> [TEKS YANG DITAMPILKAN]:
################

JAKARTA, MENARA62.COM – Direktorat Jenderal Pendidikan Tinggi, Riset, dan Teknologi (Ditjen Diktiristek) bersama Inspektorat Jenderal (Itjen) Kementerian Pendidikan, Kebudayaan, Riset dan Teknologi (Kemendikbudristek) menyelenggarakan Sosialisasi Pengendalian Gratifikasi, Whistle Blowing System (WBS), dan Penanganan Benturan Kepentingan pada Senin (25/04).
Sosialisasi ini dilakukan untuk mendukung implementasi core value Aparatur Sipil Negara (ASN) yang diluncurkan oleh Presiden Jokowi pada 2021 lalu. ASN harus berAKHLAK, yaitu Berorientasi Pelayanan, Akuntabel, Kompeten, Harmonis, Loyal, Adaptif, dan Kolaboratif.
Plt. Direktur Jenderal (Dirjen) Diktiristek Nizam menjelaskan bahwa sangat penting untuk memastikan perguruan tinggi dapat menjadi zona berintegritas, bebas korupsi, bersih, dan memiliki semangat memberikan pelayanan bagi setiap mahasiswa dan pemangku kepentingan.
“Ditjen Diktiristek sejak dua tahun lalu sudah mencanangkan semboyan SIGAP MELAYANI yang merupakan akronim dari pelayanan dengan Senyum dan Semangat, Integritas, Gotong-royong, Amanah, dan Profesional. Berbagai transformasi sudah dilakukan untuk mewujudkan semangat SIGAP Melayani, seperti sistem layanan yang berbasis daring, transparansi layanan yang dipantau oleh pengusul, dan pembayaran secara cashless,” jelasnya.
Sosialisasi ini menghadirkan dua narasumber, yaitu Inspektur Jenderal (Irjen) Kemendikbudristek Chatarina Girsang dan Pemeriksa Gratifikasi dan Pelayanan Publik Utama Komisi Pemberantasan Korupsi (KPK) Muhammad Indra Furqon.
WBS merupakan mekanisme pengaduan dugaan tindak korupsi yang telah terjadi maupun akan terjadi yang melibatkan pegawai dan orang lain di organisasi tempat kerjanya, yang mana pelapor tersebut bukan bagian dari pelaku tindakan tersebut.
Pada paparannya, Chatarina mengungkapkan berdasarkan data penilaian integritas KPK pada 2021, hanya 38,3% pegawai di seluruh kementerian, lembaga, dan pemerintahan daerah yang berani melaporkan tindakan korupsi yang mereka lihat dan dengar. Oleh karena itu, penting untuk menanamkan budaya antikorupsi. Hal ini dikarenakan pihak yang berpotensi mengetahui adanya tindakan yang bersifat koruptif berasal dari pihak internalnya sendiri, termasuk LSM, sebab korupsi termasuk kejahatan yang terorganisir, sistematis, serta tidak dapat dilakukan sendiri, baik sebagai pemberi atau penerima gratifikasi. Terkait sanksi, Itjen merekomendasikan pemberian hukuman disiplin, pengembalian kerugian negara, dan pelimpahan wewenang kepada aparat penegak hukum.

################

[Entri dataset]
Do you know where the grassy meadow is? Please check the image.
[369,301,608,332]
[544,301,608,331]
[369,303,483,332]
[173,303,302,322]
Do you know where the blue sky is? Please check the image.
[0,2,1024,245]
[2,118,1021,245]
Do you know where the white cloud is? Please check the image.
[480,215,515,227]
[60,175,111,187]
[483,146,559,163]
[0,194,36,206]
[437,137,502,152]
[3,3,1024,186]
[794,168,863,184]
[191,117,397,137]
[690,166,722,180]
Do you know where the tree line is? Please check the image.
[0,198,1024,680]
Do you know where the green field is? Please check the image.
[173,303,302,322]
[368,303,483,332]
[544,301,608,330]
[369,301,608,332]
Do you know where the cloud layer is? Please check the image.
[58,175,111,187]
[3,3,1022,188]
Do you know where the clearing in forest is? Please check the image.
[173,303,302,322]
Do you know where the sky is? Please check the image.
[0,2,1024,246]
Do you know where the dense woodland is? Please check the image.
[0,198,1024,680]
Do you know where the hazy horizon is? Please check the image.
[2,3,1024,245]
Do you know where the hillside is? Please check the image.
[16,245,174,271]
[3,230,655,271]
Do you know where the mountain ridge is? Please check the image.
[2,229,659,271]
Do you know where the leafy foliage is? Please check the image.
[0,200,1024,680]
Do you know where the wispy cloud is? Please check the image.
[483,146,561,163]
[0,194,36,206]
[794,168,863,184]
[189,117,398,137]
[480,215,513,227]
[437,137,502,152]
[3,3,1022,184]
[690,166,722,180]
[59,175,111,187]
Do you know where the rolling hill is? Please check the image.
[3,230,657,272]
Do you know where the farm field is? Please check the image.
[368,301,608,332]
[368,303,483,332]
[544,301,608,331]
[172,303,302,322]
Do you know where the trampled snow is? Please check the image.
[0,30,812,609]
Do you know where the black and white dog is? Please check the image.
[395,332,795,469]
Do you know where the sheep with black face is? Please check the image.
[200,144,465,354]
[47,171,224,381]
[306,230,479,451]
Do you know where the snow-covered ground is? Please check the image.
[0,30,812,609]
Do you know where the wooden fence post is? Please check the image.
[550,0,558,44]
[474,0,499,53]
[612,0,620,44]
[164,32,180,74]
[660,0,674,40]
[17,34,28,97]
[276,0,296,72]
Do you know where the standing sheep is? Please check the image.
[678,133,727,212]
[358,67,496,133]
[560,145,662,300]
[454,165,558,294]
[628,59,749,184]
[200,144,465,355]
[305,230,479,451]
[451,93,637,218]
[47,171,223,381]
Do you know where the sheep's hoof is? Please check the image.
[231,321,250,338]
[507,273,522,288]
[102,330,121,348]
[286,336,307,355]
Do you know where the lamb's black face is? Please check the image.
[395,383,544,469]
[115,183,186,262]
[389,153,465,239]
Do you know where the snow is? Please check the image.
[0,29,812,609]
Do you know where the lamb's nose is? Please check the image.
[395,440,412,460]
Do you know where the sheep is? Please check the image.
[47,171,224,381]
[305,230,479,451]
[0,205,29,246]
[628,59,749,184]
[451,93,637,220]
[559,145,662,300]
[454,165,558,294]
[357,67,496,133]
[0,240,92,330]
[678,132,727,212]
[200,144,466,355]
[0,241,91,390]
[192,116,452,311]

################

> [PERMINTAAN TERTULIS A]: Tentukan apakah pernyataan berikut sesuai dengan teks tentang sosialisasi gratifikasi: (i) sosialisasi diselenggarakan pada hari Senin; (ii) menurut data penilaian integritas KPK 2021, lebih dari separuh pegawai berani melaporkan korupsi; (iii) sosialisasi menghadirkan tiga narasumber. Jawab ya atau tidak untuk tiap pernyataan, disertai kutipan persis dari teks yang menjadi dasarnya.
> [PERMINTAAN TERTULIS B]: Salin persis bagian teks tentang sosialisasi gratifikasi dari "JAKARTA, MENARA62.COM –" sampai "pada Senin (25/04).".
Baris-baris ini diambil dari sumber lain.

> [JAWABAN BENAR A]:
(i) Ya: "pada Senin (25/04)".
(ii) Tidak: "hanya 38,3% pegawai di seluruh kementerian, lembaga, dan pemerintahan daerah yang berani melaporkan tindakan korupsi yang mereka lihat dan dengar".
(iii) Tidak: "Sosialisasi ini menghadirkan dua narasumber".

> [JAWABAN BENAR B]:
JAKARTA, MENARA62.COM – Direktorat Jenderal Pendidikan Tinggi, Riset, dan Teknologi (Ditjen Diktiristek) bersama Inspektorat Jenderal (Itjen) Kementerian Pendidikan, Kebudayaan, Riset dan Teknologi (Kemendikbudristek) menyelenggarakan Sosialisasi Pengendalian Gratifikasi, Whistle Blowing System (WBS), dan Penanganan Benturan Kepentingan pada Senin (25/04).